====== Provided text ======

The CMAQ (Congestion Mitigation and Air Quality) Project includes funds from developers. The funds will help offset curb and gutter and sidewalks in front of O’Reilly, on Iowa String, and on Main Street. There is a final OpEx payment to UTOPIA of $33,500.

 

The Food Pantry has budgeted $53K for expenditures and $37K in revenues. The Food Pantry currently has a fund balance of $50K because of conservative spending. The City will appropriate some of the fund balance to the General Fund.

 

The Recreation Fund shows $274K in expenditures with $117K in revenues with a General Fund transfer in of $157K. The non-departmental costs (salaries and overhead) generally make up the $157K transfer. The programs pay themselves through recreation fees. It is common for other cities to help subsidize recreation departments. It is proposed to increase the Field Prep Position from .25 FTE (Full Time Equivalent) to .5 FTE with an increase of $7K. This would allow the employee to work from March to November preparing fields. Councilmember Reese stated it shows support to the community by bringing in more sports. The people attending bring business to restaurants, hotels, etc. Councilmember Doutre said parks and recreation give a sense of community.

 

The Capital Projects Park Fund has $88K in expenditures and $77K in revenue from impact fees. There will be $11K loaned from fund 41 (vehicles fund). The Utah Jazz Basketball Court grant is $25K with the City covering the additional $30K. The City is waiting on final approval. This fund also includes engineering cost for the trailhead. The Utah Jazz Basketball Court will go in at Meadow Park as it is the densest part of the City. It will have post tension concrete and six hoops with breakaway rims and tempered glass backboards.

 

Director Christensen said there is no money set aside in 2018 for the trailhead. Manager Warnke applied for the Trails Grant that will allow work to commence in two years. If the City receives the award, Manager Warnke noted the City will have two years to construct. The first year will be engineering with construction being done in 2019. The City is looking at getting $80K plus in grant money that the City must match. Manager Warnke said the work done thus far has been done on less than 50 cents per dollar. A lot of the earthwork has been done and you can see where part of the trail will be. Councilmember Vance and Doutre would like a printout showing total spent on the trail and trailhead to this point.

 

The City will break out Fire and EMS charges separately next fiscal year. Chief Batis anticipates the City will need to hire part-time EMS employees for day coverage as volunteers are usually at work. Councilmember Rohde would like to see the number of calls broken down by time and day of the week.

 

Capital Projects (Fund 40) has proposed expenditures of $825K with $125K in revenue from the CDBG (Community Development Block Grant). The CDBG will be used for generators at the Senior Center and Food Pantry. That leaves $700K fund balance to be appropriated.

======

• **To-do list**:
#1 Please turn the paragraph of the city budget notes that begins "The Recreation Fund shows" into a short bulleted list that keeps its main facts.
#2 Extend the city budget notes with one more paragraph that picks up after the sentence about the $700K fund balance.
The records have no connection to the city budget notes.

====== Listing ======

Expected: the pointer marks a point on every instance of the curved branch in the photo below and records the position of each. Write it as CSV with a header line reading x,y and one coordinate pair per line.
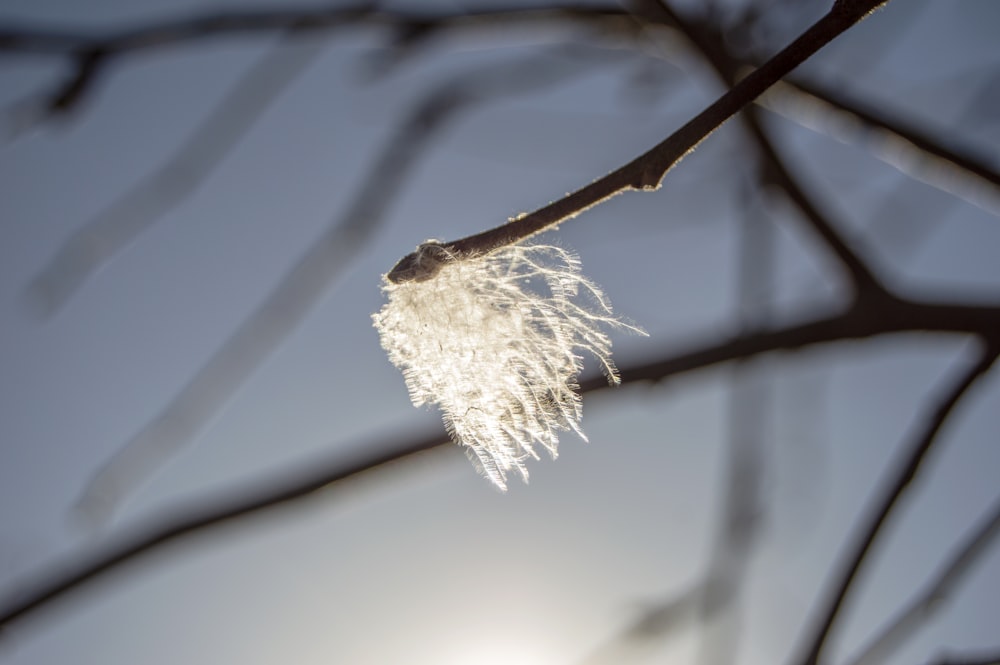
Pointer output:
x,y
647,171
320,475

======

• **Responses to the exercise**:
#1
- Recreation Fund: $274K in expenditures, $117K in revenues, and a $157K transfer in from the General Fund.
- The $157K transfer generally covers non-departmental costs (salaries and overhead); the programs pay for themselves through recreation fees.
- Other cities commonly help subsidize recreation departments.
- Proposal: raise the Field Prep Position from .25 FTE to .5 FTE, an increase of $7K, so the employee can prepare fields from March to November.
- Councilmember Reese: it shows support to the community by bringing in more sports, and attendees bring business to restaurants, hotels, etc.
- Councilmember Doutre: parks and recreation give a sense of community.

#2
The City has $212K reserved for a new Animal Control Office. Manager Warnke noted City staff is working on getting concepts ready to bring different options to the Council. The building would have an office, a cattery for cats, a kennel for dogs, a place to euthanize animals, and a bay. Councilmember Reese said other cities use the Animal Control, Senior Center, and Food Pantry but they do not help contribute monetary funds. Chief Nance said the majority of animals housed in the Animal Control building are from Tremonton residents. Manager Warnke noted capital costs will never be recovered from other communities but they do make other contributions. The City usually offsets $200K to the Senior Center from the General Fund and Box Elder County pays $30K to help. However, surrounding communities do not participate. The City gets tax rebates on donations contributed by all communities which totals about $10K.

 

Manager Warnke noted the current kennel is in a building attached to the Public Works building and is sufficient. The office is located at the outfall for the Wastewater Treatment Plant. When there is backup, there is flooding. The building could be raised significantly but it would still be in a flood plain. Currently the City has $563K of revenue over expenses in the General Fund. The City is still working toward having a surplus to help finish all the road projects. Councilmember Rohde would like a priority level on every project. If each project had a priority rating, it would be easier for the Council to know which projects should be finished first.

 

Director Christensen noted the Vehicle Capital Projects includes $90K toward police vehicles and $11K toward a loan to fund 26. In fund 42, the City will receive a grant from County Corridor Funds of $54K to acquire the right-of-way on Main Street and Iowa String. The grant will pay the entire expense. Enterprise funds 47 and 52 are for capital projects and operating expenses for the Wastewater Treatment Plant. There is $2.5M in capital reserves that can be allocated. It is proposed to allocate $752K to go toward the bio-solids handling project and nutrient removal.

 

The Council did not move into Closed Session at this time.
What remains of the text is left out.